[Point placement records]
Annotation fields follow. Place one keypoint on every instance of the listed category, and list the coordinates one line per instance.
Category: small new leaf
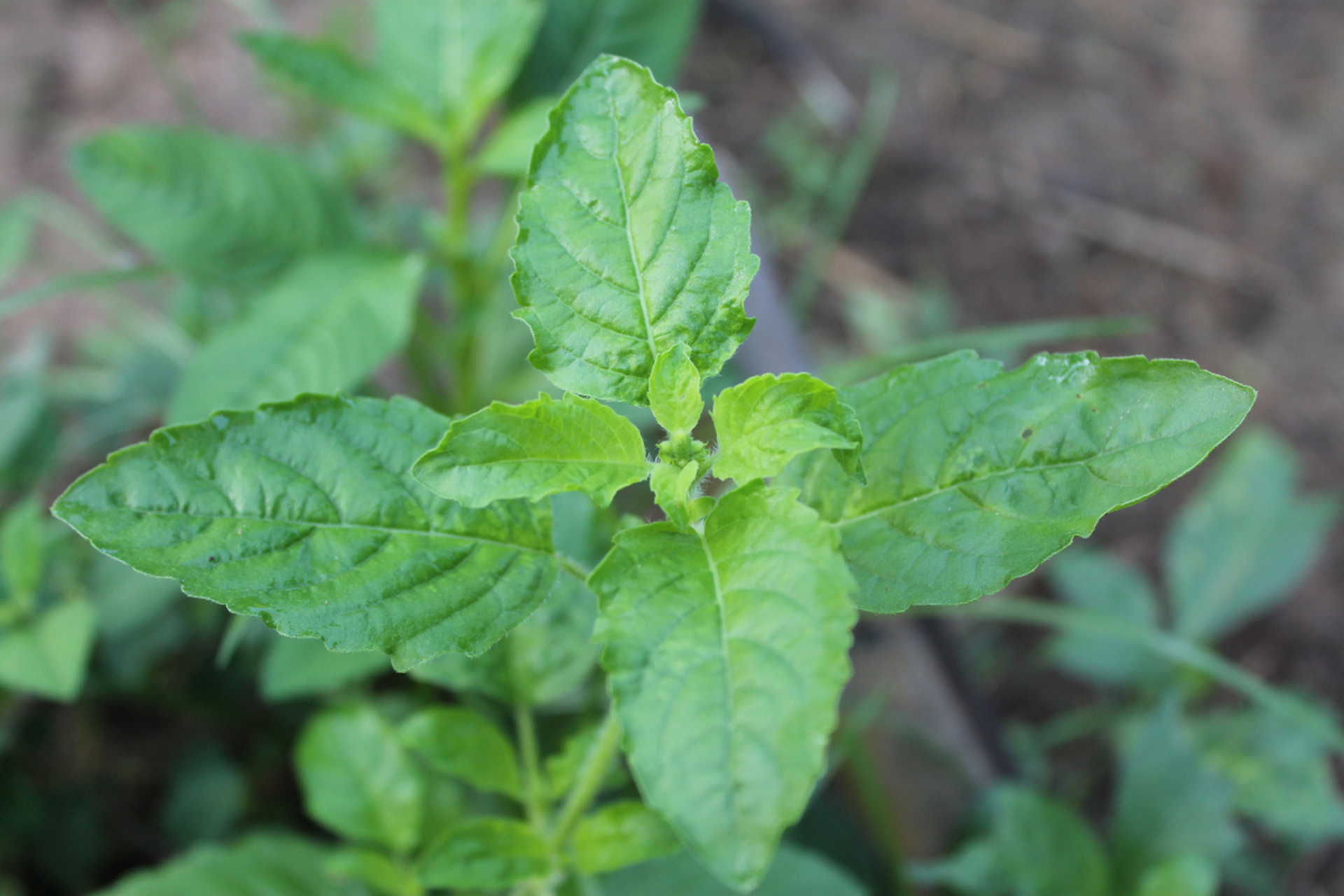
(628, 244)
(619, 834)
(358, 780)
(305, 514)
(486, 853)
(324, 327)
(675, 393)
(769, 419)
(726, 652)
(328, 73)
(979, 475)
(463, 745)
(536, 450)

■ **Instructions for the task**
From the entries, pull out each line that contains the string "coordinates" and copy those lines.

■ **Final result**
Annotation fields follow. Place one keypoint on every instance of the listed category, and list the coordinates one line per instance.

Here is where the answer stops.